→ **PROVIDED TEXT**:

◆ ◆ ◆ ◆

This bill would require the Secretary of State, notwithstanding specified provisions of existing law relating to elections and voting, to submit the Accessory Dwelling Unit Construction Bond Act of 2020 at the next statewide general election following the effective date of the bill.

This bill would provide for submission of the Accessory Dwelling Unit Bond Act of 2020 to the voters at the next statewide general election following its effective date, in accordance with specified law.

(3)This

This bill would declare that it is to take effect immediately as an urgency statute.
Vote: 2/3   Appropriation: NO   Fiscal Committee: YES   Local Program: NO  

The people of the State of California do enact as follows:


SECTION 1.

 Part 17 (commencing with Section 54100) is added to Division 31 of the Health and Safety Code, to read:

PART 17. Accessory Dwelling Unit Construction Bond Act of 2020

CHAPTER  1. General Provisions

54100.
 This part shall be known, and may be cited, as the Accessory Dwelling Unit Construction Bond Act of 2020.

54102.
 As used in this part:
(a) “Accessory dwelling unit” means an attached or a detached residential dwelling unit which provides complete independent living facilities for one or more persons and includes permanent provisions for living, sleeping, eating, cooking, and sanitation on the same parcel as the single-family dwelling is situated. For purposes of this division, “accessory dwelling unit” includes the following:
(1) An efficiency unit, as defined in Section 17958.1.
(2) A manufactured home, as defined in Section 18007.
(b) “Borrower” means a homeowner who has entered into a contract to finance the construction of an accessory dwelling unit with the department.
(c) “Committee” means the Accessory Dwelling Unit Construction Finance Committee created pursuant to Section 54132.
(d) “Construction fund” means the Accessory Dwelling Unit Construction Trust Fund of 2020 created pursuant to Section 54112.
(e) “Debt service” means the principal, regardless of whether due at maturity, by redemption, or acceleration, premium, if any, or interest payable on any date with respect to any series of bonds issued pursuant to this part.
(f) “Department” means the Department of Housing and Community Development.
(g) “Eligible costs” means all costs, including costs of design, preparation, and inspection, incurred in the construction of an accessory dwelling unit on property owned by a borrower.

◆ ◆ ◆ ◆

→ **DATA EXTRACT**:
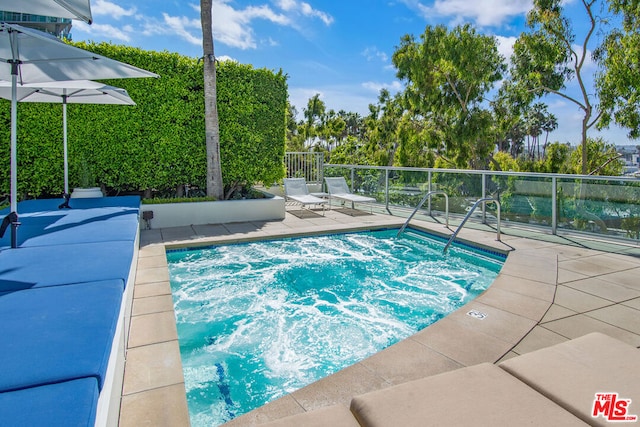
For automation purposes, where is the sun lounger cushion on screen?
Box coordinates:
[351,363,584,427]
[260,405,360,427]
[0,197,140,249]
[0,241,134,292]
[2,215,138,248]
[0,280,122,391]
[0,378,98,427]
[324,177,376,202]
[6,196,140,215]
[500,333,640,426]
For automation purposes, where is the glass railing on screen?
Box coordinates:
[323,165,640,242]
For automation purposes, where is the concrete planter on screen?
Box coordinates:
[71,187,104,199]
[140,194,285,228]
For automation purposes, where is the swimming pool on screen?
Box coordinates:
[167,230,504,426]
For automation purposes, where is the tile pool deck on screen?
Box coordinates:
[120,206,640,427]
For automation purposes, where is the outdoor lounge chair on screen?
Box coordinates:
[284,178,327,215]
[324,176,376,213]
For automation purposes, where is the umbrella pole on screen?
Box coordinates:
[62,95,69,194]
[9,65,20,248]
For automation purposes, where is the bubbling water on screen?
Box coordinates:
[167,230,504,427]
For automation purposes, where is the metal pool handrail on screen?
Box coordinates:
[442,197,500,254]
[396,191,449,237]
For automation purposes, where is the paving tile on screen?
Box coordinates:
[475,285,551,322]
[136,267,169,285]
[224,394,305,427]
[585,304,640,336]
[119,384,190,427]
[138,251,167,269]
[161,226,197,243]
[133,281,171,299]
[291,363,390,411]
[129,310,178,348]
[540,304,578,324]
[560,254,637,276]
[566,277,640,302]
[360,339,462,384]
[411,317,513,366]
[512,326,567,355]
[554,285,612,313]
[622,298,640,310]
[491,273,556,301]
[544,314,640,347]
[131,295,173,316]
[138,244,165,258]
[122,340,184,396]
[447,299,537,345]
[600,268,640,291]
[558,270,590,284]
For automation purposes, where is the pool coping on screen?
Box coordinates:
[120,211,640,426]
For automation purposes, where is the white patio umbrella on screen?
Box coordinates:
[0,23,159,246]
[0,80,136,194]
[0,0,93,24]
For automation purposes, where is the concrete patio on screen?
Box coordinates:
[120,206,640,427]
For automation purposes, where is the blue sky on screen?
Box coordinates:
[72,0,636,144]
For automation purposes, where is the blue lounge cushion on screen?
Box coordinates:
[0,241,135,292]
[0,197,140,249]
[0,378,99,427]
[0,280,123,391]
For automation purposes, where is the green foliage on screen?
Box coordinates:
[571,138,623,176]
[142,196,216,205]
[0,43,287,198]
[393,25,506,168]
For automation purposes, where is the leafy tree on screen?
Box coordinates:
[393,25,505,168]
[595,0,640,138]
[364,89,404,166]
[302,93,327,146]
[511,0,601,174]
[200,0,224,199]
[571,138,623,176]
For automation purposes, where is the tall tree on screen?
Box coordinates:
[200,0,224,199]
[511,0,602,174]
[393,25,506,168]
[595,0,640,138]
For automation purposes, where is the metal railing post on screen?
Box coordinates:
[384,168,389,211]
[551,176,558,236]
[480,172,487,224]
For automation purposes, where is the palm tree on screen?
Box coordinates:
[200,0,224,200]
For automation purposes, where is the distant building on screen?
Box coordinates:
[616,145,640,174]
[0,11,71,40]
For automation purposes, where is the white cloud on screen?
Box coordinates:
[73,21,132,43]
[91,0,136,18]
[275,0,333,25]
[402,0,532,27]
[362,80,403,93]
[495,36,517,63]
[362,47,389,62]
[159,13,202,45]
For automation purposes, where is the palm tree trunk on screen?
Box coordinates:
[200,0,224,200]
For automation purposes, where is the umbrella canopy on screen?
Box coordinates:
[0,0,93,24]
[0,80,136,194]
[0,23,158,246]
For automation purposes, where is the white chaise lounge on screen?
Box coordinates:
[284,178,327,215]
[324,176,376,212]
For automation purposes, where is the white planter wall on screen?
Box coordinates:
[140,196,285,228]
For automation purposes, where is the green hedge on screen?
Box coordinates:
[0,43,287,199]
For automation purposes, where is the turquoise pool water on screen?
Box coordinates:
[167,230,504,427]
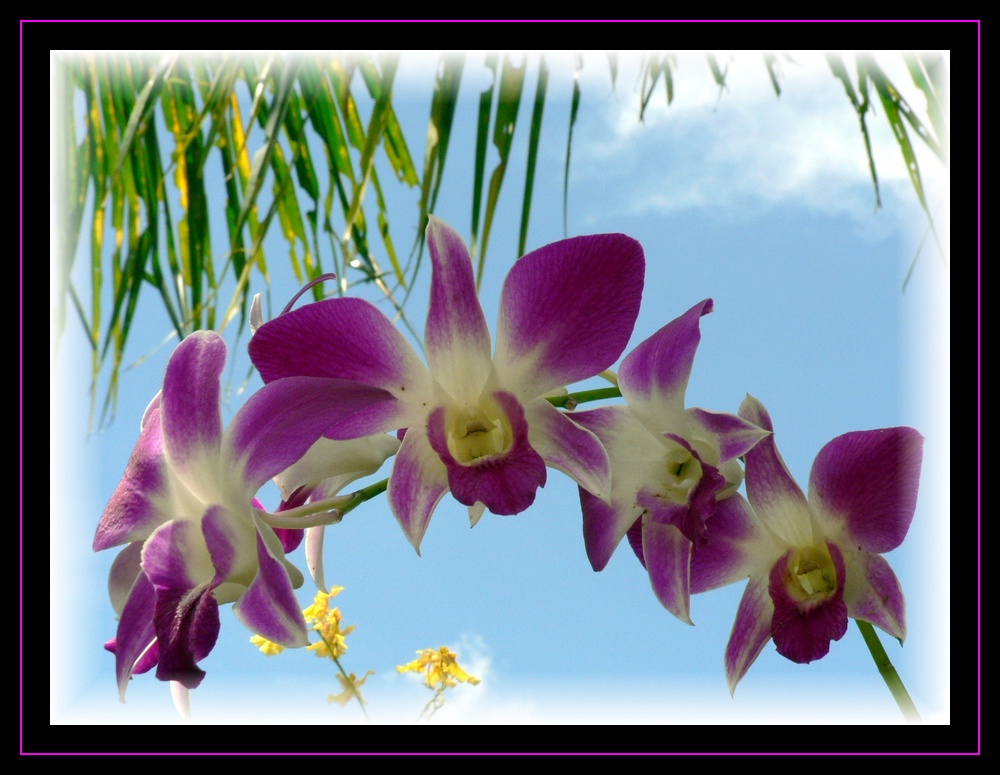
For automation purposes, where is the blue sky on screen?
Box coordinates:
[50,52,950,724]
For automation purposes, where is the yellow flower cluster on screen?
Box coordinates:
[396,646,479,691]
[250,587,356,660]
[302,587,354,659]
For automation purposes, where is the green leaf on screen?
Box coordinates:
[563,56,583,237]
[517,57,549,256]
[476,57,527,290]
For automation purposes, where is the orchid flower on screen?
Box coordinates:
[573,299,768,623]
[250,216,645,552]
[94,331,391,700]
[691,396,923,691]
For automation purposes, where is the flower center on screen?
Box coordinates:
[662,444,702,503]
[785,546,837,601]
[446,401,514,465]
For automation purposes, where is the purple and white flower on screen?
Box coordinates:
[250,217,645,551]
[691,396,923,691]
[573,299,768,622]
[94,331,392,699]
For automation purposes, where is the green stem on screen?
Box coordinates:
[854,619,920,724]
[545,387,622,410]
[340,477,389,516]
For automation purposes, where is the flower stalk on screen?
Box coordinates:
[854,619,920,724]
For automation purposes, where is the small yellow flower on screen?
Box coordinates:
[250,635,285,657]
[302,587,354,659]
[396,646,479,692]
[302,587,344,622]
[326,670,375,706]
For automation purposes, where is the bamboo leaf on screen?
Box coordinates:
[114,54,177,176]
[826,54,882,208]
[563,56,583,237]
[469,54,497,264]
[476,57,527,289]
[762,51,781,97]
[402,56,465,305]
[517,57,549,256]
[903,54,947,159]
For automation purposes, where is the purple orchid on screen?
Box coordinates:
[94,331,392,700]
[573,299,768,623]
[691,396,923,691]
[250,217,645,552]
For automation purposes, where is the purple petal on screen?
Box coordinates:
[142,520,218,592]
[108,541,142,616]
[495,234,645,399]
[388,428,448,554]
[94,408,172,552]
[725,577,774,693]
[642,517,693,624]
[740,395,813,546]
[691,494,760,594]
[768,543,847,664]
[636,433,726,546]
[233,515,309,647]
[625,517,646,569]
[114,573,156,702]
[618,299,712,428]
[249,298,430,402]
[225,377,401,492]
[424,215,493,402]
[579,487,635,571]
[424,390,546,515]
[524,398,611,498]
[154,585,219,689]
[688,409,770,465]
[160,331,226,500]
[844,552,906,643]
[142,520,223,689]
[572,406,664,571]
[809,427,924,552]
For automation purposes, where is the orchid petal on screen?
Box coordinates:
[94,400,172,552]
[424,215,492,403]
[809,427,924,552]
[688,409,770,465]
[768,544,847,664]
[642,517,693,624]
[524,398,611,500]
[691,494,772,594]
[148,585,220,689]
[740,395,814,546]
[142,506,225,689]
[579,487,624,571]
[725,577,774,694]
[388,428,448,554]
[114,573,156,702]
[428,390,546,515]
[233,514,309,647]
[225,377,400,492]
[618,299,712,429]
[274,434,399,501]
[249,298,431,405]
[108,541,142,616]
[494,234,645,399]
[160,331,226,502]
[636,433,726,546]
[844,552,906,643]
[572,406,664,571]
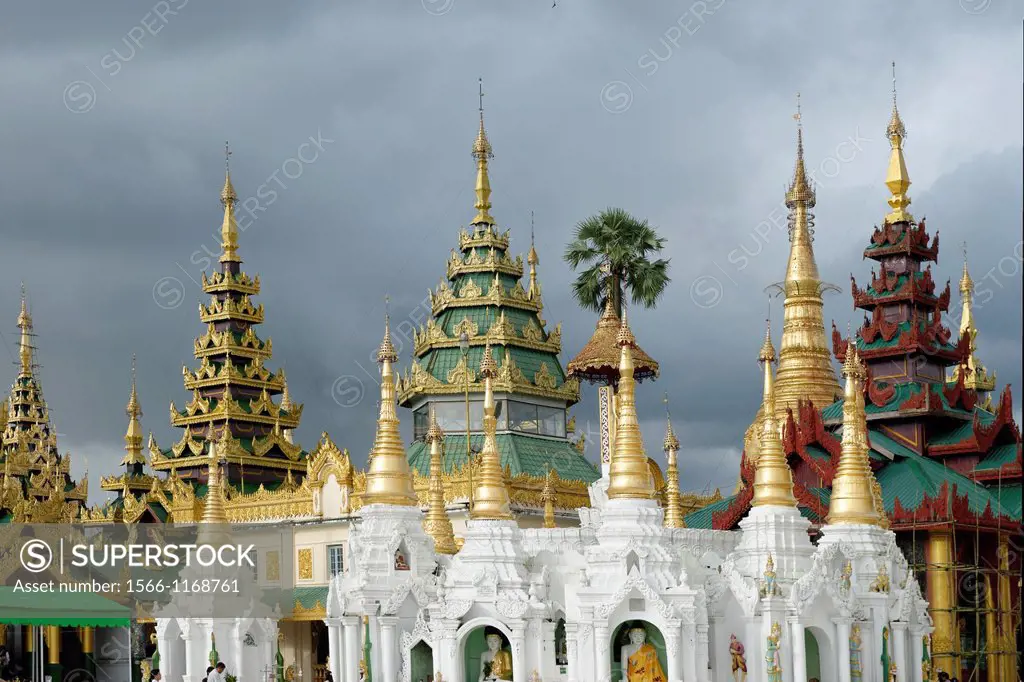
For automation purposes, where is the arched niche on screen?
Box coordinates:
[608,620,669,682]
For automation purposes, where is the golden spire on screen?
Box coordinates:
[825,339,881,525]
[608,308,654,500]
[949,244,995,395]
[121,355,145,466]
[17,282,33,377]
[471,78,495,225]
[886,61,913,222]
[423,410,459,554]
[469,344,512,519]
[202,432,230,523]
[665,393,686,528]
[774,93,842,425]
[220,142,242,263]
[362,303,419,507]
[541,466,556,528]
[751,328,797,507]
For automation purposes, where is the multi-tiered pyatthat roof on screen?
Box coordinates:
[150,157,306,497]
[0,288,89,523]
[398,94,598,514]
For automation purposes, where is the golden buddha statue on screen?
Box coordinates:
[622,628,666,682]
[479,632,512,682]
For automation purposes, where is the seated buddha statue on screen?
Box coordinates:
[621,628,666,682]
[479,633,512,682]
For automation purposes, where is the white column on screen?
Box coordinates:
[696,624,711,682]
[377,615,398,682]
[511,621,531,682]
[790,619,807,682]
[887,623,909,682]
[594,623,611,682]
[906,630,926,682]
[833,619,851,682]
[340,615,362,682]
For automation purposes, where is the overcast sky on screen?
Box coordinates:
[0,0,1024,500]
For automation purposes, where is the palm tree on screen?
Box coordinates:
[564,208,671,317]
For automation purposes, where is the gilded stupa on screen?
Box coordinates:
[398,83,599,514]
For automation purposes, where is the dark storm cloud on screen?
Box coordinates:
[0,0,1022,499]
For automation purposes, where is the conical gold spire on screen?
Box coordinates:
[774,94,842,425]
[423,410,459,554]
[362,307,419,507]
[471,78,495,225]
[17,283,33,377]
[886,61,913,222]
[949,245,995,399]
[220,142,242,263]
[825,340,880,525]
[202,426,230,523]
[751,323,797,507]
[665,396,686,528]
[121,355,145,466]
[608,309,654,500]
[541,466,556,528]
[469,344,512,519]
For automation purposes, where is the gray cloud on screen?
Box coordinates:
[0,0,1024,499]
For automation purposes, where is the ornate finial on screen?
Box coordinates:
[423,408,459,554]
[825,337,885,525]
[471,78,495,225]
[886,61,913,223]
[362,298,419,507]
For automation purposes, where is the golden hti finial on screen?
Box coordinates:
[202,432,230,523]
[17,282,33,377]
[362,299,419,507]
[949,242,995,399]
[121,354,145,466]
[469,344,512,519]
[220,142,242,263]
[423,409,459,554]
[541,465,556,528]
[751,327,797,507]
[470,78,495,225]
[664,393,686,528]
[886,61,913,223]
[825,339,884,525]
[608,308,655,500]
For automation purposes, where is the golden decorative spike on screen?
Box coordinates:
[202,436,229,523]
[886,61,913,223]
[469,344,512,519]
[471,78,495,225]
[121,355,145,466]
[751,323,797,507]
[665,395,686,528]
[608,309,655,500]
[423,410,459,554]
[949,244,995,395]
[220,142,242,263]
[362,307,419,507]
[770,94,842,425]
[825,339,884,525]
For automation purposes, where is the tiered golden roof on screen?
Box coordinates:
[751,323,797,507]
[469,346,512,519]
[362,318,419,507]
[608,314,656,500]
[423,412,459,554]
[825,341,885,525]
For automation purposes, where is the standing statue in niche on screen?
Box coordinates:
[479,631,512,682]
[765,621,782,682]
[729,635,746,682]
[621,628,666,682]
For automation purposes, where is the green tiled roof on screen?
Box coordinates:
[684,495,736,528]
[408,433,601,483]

◆ ◆ ◆ ◆

→ **TASKS TO COMPLETE**:
A) In the accessory dwelling unit bond bill, which department does the term "Department" refer to?
B) In the accessory dwelling unit bond bill, please swap "urgency statute" for "emergency statute" and write out the passage from "This bill would require" up to and including "an urgency statute.".
C) Write the next part of the accessory dwelling unit bond bill, picking up after its final sentence.

→ **EXPECTED ANSWERS**:
A) The Department of Housing and Community Development.

B)
This bill would require the Secretary of State, notwithstanding specified provisions of existing law relating to elections and voting, to submit the Accessory Dwelling Unit Construction Bond Act of 2020 at the next statewide general election following the effective date of the bill.

This bill would provide for submission of the Accessory Dwelling Unit Bond Act of 2020 to the voters at the next statewide general election following its effective date, in accordance with specified law.

(3)This

This bill would declare that it is to take effect immediately as an emergency statute.

C)
(h) “Financing” means a loan made by the department pursuant to the program to a homeowner for eligible costs and that is secured by deed of trust or mortgage upon the property where the accessory dwelling unit is proposed to be constructed.
(i) “Homeowner” means a person who owns and resides on property and proposes to construct an accessory dwelling unit on that property.
(j) “Payment fund” means the Accessory Dwelling Unit Bond Payment Fund created pursuant to Section 54113.
(k) “Program” means the Accessory Dwelling Unit Construction Program established in Chapter 2 (commencing with Section 54110).
(l) “Property” means the residence where the accessory dwelling unit is proposed to be constructed.

54104.
 This part shall only become operative upon adoption by the voters at the next statewide general election following the effective date of the act adding this section.

CHAPTER  2. Accessory Dwelling Unit Construction Program
Article  1. General Provisions

54110.
 It is the intent of the Legislature in enacting, and the intent of the voters in approving, this act to provide homeowners with the opportunity to construct accessory dwelling units on their properties by providing financial assistance for that construction. It is further the intent of the Legislature and the voters that repayment of the bonds authorized by this part be primarily financed by the repayment of loans provided to homeowners under this chapter.

54111.
 (a) There is hereby established the Accessory Dwelling Unit Construction Program, which the department shall administer.
(b) In implementing this part, the department shall do all of the following:
(1) Adopt rules and regulations consistent with this part to establish preferences in providing loans pursuant to this part.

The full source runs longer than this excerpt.